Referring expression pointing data
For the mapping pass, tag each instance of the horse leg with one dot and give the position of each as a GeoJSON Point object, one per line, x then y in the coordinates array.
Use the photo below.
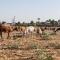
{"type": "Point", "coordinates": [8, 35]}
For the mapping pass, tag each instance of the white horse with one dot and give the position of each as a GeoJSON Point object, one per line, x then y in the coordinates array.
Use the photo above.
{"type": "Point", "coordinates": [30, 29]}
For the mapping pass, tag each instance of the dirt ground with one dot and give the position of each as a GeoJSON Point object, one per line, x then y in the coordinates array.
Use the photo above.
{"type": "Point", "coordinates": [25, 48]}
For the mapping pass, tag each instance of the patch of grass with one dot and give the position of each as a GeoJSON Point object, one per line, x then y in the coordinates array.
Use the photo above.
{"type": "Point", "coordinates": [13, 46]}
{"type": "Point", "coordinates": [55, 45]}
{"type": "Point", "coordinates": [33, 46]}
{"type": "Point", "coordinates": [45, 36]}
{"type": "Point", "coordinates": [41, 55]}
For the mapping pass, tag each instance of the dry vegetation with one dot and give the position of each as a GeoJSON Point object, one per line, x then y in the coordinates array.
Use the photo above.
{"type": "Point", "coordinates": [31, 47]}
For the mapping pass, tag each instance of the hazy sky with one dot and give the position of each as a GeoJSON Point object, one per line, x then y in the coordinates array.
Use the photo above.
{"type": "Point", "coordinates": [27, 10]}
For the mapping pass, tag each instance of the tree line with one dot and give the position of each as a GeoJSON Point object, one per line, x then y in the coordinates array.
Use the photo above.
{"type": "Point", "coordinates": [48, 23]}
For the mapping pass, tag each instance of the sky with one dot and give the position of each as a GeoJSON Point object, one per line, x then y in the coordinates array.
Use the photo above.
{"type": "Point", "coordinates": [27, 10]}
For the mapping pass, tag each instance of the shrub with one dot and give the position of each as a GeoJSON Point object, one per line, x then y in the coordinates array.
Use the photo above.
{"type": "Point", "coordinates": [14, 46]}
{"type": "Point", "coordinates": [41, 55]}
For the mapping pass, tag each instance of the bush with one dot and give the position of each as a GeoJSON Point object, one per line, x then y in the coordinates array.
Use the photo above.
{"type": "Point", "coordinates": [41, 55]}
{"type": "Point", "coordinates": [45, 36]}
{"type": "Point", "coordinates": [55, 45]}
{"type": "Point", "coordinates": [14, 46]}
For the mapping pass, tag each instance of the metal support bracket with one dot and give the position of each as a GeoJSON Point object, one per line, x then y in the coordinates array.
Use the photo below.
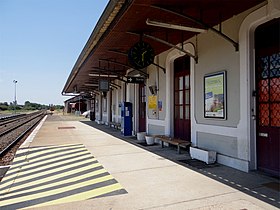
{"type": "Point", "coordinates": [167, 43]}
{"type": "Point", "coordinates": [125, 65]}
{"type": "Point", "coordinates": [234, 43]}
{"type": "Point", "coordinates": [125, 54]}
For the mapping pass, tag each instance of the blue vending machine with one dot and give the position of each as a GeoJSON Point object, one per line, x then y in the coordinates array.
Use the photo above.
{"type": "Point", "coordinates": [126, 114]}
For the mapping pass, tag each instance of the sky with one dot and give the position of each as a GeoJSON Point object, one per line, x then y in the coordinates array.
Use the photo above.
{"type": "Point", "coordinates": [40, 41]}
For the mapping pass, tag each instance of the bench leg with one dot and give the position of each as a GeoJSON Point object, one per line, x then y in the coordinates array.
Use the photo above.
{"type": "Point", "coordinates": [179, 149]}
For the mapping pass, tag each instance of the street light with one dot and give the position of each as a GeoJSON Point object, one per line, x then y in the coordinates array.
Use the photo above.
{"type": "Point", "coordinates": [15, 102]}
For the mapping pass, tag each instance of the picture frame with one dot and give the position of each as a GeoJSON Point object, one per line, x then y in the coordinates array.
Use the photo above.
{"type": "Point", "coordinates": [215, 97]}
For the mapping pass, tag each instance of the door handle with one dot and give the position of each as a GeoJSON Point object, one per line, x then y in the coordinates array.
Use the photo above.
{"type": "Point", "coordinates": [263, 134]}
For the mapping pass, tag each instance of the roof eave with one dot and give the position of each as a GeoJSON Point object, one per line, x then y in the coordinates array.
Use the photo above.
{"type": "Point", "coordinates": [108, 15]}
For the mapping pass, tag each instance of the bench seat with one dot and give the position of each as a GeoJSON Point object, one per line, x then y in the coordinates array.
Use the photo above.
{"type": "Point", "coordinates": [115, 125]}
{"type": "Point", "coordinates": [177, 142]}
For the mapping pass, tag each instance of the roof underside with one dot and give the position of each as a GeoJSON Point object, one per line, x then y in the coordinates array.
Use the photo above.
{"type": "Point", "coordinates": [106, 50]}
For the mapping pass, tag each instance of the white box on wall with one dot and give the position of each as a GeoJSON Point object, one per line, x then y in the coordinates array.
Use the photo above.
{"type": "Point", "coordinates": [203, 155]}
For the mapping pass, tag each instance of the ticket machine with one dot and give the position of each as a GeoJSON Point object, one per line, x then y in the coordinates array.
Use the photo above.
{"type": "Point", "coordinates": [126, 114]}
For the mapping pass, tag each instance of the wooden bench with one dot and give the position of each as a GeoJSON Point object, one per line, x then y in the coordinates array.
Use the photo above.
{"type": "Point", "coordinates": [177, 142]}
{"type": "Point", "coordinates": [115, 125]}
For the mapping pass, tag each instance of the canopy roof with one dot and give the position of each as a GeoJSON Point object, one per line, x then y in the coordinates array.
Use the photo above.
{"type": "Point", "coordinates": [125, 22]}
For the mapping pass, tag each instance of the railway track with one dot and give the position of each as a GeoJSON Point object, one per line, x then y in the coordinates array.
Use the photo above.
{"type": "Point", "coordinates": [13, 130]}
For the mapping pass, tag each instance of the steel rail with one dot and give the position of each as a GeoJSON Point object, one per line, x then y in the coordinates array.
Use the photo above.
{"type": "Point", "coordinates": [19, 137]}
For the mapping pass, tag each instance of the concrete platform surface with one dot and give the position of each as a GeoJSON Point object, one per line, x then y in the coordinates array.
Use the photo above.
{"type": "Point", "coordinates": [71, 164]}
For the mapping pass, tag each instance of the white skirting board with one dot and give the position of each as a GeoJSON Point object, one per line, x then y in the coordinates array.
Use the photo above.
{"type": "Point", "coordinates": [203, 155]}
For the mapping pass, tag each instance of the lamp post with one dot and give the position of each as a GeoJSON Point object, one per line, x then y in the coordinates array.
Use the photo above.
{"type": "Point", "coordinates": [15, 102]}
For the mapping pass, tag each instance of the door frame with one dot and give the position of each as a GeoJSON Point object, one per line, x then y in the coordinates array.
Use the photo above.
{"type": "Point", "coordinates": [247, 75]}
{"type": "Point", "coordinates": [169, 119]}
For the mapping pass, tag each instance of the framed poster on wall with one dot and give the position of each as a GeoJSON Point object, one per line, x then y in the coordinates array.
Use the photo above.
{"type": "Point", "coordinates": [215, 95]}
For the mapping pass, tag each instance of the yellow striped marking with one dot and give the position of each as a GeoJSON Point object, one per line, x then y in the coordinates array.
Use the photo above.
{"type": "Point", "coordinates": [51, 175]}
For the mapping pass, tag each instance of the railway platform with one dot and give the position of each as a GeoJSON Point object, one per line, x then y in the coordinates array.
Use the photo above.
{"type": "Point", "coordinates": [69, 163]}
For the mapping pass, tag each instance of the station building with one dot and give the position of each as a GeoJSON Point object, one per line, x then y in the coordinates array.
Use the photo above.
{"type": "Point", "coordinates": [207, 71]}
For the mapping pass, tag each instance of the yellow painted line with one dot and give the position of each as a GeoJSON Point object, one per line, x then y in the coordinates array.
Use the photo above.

* * *

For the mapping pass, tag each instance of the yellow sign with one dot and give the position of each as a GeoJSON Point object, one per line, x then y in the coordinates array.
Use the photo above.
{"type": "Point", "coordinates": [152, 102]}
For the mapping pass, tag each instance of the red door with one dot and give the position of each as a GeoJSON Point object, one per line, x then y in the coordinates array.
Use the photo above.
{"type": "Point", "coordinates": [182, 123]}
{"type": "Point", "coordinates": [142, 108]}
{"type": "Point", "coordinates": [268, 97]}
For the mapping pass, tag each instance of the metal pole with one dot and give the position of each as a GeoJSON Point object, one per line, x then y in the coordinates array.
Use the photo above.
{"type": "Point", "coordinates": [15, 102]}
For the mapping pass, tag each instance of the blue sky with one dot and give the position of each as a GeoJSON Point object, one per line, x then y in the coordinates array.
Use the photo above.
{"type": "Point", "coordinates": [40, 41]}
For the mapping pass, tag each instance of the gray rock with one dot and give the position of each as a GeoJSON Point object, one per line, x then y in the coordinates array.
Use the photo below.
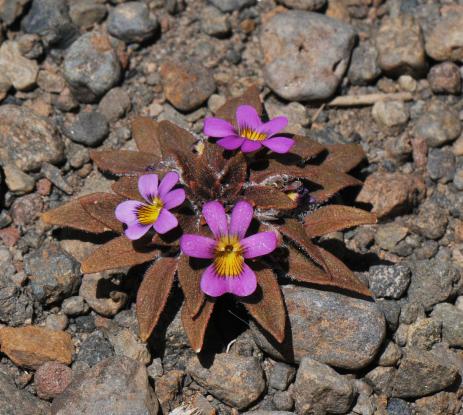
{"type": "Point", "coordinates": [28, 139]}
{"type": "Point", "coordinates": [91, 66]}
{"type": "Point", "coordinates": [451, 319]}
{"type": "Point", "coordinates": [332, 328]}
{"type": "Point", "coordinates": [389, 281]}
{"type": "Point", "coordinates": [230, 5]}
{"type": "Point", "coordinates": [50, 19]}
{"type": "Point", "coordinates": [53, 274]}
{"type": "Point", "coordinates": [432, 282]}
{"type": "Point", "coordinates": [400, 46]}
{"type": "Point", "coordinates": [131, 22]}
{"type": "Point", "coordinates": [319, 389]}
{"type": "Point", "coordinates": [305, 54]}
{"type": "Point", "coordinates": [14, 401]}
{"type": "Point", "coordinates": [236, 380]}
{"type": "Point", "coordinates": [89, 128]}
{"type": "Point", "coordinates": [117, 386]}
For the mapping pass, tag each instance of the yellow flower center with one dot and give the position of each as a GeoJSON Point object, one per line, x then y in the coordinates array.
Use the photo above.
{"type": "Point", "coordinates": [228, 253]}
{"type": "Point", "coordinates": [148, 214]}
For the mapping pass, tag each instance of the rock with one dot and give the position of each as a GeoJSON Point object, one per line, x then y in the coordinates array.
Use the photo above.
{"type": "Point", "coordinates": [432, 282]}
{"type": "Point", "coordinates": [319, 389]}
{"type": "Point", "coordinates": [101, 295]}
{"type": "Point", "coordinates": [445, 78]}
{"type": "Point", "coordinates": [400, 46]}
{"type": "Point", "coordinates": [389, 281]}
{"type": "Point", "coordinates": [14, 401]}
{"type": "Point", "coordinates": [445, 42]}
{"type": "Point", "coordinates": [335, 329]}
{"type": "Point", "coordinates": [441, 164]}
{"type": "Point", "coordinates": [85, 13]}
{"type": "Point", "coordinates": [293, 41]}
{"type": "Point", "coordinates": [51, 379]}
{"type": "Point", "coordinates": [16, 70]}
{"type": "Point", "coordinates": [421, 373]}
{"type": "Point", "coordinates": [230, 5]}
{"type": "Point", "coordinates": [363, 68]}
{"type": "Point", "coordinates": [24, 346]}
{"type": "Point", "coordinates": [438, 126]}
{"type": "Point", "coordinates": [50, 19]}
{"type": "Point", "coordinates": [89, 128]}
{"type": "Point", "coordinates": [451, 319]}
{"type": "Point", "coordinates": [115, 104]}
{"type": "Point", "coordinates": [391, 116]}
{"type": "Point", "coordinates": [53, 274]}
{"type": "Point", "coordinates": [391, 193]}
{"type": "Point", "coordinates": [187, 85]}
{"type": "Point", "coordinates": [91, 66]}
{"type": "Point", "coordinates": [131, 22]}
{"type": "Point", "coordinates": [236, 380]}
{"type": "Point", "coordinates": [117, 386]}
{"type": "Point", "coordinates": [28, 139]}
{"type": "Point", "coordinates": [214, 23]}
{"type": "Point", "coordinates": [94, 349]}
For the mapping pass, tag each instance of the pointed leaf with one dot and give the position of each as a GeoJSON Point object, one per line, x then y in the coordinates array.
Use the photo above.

Directions
Looking at the records above, tally the lines holding "roof" and reply with that number only.

Your response
3